STATED TASK: Please output exactly the run of lines that starts at the line with "Provide the segmentation of every instance of the brown" and ends at the last line of the records below.

SUPPLIED RECORDS:
----------------------------------------

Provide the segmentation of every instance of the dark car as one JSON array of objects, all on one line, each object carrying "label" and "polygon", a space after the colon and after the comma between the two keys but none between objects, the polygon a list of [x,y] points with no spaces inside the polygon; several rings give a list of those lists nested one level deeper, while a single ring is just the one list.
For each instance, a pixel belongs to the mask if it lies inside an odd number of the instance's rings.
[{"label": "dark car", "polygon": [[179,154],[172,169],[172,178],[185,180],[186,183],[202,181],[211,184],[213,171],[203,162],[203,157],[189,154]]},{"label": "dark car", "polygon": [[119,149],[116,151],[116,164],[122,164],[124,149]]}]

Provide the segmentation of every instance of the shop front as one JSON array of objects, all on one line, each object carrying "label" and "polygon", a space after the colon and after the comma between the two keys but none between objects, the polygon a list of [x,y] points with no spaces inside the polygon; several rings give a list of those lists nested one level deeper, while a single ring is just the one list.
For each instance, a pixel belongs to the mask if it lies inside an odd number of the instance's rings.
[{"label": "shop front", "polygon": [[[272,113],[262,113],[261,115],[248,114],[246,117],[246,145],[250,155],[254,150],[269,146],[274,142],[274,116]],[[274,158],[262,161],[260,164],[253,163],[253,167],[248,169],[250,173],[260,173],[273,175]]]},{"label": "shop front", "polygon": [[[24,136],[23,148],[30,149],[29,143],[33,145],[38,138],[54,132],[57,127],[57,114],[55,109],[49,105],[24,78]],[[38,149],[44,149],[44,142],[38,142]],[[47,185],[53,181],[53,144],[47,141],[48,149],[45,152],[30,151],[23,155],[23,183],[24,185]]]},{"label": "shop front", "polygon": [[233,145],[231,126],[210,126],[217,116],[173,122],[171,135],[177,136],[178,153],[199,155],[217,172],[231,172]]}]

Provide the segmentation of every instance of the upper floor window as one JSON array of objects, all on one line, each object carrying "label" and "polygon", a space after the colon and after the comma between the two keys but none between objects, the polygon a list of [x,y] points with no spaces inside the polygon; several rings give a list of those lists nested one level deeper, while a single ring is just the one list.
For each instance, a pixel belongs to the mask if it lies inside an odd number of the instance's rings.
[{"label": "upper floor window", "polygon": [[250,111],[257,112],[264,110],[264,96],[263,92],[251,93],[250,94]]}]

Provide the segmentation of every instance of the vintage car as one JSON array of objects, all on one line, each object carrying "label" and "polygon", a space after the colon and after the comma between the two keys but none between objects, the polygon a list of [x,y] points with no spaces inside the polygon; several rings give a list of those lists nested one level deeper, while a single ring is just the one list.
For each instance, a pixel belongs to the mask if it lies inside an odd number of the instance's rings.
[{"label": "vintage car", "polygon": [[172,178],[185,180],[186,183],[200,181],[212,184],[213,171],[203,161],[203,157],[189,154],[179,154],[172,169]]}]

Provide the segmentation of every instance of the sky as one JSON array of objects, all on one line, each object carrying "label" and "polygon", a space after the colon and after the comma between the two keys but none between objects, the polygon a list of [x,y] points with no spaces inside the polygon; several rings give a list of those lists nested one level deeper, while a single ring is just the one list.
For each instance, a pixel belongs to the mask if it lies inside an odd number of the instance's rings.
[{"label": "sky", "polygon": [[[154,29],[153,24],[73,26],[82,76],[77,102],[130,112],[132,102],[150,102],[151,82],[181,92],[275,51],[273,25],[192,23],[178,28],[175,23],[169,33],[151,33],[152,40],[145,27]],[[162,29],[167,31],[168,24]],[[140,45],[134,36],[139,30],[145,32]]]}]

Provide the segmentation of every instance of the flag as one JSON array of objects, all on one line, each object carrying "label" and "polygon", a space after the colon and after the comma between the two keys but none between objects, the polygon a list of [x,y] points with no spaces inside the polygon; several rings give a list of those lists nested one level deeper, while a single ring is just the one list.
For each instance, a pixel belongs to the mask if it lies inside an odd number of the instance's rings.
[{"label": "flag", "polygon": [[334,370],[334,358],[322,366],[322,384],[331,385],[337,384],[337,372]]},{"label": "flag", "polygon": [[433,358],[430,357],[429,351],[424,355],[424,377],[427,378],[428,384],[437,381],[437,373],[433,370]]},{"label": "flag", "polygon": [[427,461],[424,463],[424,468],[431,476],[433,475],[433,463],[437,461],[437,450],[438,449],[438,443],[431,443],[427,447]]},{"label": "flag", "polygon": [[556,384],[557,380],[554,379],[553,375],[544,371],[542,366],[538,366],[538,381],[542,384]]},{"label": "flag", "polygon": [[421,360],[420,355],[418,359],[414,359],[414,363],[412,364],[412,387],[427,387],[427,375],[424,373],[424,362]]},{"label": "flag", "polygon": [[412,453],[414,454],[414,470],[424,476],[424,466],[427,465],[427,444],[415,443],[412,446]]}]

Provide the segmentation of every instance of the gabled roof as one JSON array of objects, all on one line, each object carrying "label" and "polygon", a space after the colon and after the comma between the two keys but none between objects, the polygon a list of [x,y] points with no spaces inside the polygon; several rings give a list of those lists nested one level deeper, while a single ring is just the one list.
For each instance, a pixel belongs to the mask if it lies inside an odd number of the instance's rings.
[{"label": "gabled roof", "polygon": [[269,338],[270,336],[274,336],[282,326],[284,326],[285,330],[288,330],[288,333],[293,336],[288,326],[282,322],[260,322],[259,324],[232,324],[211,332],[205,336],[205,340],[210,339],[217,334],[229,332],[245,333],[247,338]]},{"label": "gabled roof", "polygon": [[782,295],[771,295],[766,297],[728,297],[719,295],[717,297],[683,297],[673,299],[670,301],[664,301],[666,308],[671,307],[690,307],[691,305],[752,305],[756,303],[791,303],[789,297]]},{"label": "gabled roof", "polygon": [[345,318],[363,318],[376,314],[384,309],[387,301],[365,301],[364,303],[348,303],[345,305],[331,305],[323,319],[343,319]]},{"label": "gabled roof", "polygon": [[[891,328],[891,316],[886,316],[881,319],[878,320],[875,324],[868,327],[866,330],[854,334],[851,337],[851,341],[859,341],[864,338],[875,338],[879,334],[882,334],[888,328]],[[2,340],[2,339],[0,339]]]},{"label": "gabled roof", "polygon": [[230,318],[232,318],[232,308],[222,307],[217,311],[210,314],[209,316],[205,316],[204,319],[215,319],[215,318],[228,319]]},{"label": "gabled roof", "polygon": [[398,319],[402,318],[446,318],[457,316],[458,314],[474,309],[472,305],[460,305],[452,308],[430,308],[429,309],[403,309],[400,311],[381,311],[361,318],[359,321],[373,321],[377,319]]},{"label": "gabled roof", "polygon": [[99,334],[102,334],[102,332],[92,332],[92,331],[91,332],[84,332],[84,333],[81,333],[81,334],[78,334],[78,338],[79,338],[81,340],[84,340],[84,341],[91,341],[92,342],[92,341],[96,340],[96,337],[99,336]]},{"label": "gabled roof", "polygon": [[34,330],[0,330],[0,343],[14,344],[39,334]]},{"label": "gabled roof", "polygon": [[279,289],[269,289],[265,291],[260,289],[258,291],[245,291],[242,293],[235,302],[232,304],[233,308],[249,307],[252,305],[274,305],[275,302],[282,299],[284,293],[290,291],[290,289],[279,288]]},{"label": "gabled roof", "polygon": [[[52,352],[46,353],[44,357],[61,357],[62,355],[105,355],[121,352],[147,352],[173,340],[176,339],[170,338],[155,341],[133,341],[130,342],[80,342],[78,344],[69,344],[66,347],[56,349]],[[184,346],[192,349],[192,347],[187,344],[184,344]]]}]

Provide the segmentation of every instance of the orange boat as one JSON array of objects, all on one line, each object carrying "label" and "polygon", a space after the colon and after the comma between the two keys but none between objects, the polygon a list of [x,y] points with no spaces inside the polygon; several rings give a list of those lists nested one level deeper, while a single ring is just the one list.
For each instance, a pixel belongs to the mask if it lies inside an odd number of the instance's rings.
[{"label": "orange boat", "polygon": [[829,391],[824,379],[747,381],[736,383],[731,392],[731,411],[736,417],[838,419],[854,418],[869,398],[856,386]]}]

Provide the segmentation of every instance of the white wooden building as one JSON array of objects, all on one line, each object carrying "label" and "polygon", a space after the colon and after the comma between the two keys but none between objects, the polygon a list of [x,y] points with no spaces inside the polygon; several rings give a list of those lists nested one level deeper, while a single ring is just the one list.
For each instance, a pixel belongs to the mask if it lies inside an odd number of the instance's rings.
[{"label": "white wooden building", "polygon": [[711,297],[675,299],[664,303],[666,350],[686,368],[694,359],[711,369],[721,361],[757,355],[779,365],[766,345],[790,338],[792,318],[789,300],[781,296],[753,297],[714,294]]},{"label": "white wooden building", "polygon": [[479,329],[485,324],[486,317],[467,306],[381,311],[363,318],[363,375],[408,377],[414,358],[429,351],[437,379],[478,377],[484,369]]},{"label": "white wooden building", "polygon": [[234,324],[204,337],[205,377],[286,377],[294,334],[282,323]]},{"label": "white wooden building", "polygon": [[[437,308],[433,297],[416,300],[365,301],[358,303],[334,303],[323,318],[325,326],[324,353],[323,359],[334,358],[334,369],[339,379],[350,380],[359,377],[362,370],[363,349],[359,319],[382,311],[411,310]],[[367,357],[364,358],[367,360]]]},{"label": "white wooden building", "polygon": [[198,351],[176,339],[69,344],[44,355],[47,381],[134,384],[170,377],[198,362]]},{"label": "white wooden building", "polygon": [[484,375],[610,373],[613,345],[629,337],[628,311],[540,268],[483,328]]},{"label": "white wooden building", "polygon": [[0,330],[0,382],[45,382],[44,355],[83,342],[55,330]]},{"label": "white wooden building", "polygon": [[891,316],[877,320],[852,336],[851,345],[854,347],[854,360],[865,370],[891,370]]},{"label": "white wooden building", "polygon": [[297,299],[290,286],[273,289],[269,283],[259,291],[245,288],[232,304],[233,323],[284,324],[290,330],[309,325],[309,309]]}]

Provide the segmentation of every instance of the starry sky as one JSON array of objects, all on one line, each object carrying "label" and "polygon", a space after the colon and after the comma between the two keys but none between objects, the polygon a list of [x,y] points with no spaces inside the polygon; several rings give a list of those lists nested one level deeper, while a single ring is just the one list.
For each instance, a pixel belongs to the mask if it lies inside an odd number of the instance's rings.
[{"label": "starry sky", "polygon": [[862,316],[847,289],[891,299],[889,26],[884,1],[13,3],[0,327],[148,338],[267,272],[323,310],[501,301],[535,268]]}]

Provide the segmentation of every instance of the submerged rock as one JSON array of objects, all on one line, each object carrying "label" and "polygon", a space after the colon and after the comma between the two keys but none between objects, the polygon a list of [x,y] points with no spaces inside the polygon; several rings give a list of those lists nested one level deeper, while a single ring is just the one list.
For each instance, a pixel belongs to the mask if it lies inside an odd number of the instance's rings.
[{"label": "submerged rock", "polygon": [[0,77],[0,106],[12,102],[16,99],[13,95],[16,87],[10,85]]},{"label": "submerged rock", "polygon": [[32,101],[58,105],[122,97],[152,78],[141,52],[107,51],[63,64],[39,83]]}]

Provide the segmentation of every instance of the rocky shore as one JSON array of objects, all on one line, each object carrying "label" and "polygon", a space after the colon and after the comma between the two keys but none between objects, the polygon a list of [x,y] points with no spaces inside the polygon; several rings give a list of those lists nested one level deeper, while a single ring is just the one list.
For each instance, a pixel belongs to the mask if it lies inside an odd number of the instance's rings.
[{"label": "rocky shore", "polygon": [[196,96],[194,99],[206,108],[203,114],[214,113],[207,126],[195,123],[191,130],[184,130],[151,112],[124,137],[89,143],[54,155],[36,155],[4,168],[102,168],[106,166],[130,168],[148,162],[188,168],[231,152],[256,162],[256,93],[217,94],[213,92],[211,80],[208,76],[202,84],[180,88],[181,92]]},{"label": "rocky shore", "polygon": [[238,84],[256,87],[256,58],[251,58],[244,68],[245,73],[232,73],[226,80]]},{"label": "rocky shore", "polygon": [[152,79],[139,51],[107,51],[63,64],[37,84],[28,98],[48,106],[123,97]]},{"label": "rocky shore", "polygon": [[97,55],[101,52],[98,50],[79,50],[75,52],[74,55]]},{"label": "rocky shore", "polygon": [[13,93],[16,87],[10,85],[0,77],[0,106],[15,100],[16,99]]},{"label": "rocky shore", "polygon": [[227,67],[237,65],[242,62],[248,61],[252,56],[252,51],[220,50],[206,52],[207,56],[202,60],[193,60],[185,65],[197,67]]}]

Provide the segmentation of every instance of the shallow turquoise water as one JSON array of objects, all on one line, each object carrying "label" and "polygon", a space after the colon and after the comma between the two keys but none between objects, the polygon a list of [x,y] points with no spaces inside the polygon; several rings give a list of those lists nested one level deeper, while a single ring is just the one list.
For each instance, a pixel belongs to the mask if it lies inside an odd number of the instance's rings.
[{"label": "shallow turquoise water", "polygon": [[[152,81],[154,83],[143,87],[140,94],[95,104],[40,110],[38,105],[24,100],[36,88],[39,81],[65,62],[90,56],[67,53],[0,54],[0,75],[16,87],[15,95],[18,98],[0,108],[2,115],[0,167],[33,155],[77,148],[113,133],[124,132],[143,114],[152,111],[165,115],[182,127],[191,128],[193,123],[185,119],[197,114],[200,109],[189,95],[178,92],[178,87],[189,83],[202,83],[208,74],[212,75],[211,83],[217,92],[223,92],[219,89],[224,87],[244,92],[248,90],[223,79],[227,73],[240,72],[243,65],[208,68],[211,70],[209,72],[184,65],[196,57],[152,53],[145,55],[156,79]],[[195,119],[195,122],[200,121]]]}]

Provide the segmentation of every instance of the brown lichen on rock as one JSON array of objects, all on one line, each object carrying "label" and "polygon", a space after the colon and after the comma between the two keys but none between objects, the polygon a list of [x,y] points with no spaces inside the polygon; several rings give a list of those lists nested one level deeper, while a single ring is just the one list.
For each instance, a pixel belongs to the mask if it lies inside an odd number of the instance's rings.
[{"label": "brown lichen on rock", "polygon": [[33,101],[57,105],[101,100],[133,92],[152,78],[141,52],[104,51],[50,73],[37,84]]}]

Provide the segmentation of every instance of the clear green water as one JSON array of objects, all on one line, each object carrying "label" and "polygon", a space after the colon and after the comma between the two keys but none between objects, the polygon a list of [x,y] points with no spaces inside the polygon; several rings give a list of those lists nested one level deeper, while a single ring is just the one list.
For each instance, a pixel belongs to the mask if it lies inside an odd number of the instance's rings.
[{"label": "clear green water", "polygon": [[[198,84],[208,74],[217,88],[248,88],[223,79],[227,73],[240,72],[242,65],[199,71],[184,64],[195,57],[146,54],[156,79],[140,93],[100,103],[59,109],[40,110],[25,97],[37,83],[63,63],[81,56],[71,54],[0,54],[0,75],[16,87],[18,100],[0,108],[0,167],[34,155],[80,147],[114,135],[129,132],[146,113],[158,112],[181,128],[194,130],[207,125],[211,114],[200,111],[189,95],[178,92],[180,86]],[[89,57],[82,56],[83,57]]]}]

----------------------------------------

SOLUTION TO THIS EXERCISE:
Provide the segmentation of every instance of the brown lichen on rock as one JSON array of objects, all on one line, each object carrying "label" and "polygon", a space after the colon and after the comma between the two keys but none between objects, the polygon a list of [x,y] points with no spaces inside the polygon; several rings give a list of those lists nested one level deeper, while a single ring is just the one list.
For each instance, a pixel belongs to the mask if it lies inside an odd number of the instance's rings.
[{"label": "brown lichen on rock", "polygon": [[33,101],[57,105],[101,100],[133,92],[152,78],[141,52],[104,51],[50,73],[37,84]]}]

Provide the segmentation of every instance of the clear green water as one JSON array of objects, all on one line, each object carrying "label" and "polygon", a space after the colon and after the comma between the two keys but none between objects, the polygon a list of [x,y] points with no spaces inside the polygon; several rings give a list of those lists nested one level deeper, while a single ring is just the one list.
For each instance, a pixel belongs to the mask if it lies inside an odd number of the instance's rings.
[{"label": "clear green water", "polygon": [[[198,84],[208,74],[217,88],[248,88],[223,79],[227,73],[240,72],[242,65],[199,71],[184,64],[195,57],[146,54],[156,79],[140,93],[100,103],[59,109],[40,110],[25,97],[37,83],[63,63],[81,56],[71,54],[0,54],[0,75],[16,87],[18,100],[0,108],[0,167],[34,155],[80,147],[114,135],[129,132],[146,113],[158,112],[181,128],[194,130],[207,125],[211,114],[200,111],[189,95],[178,92],[180,86]],[[89,57],[82,56],[83,57]]]}]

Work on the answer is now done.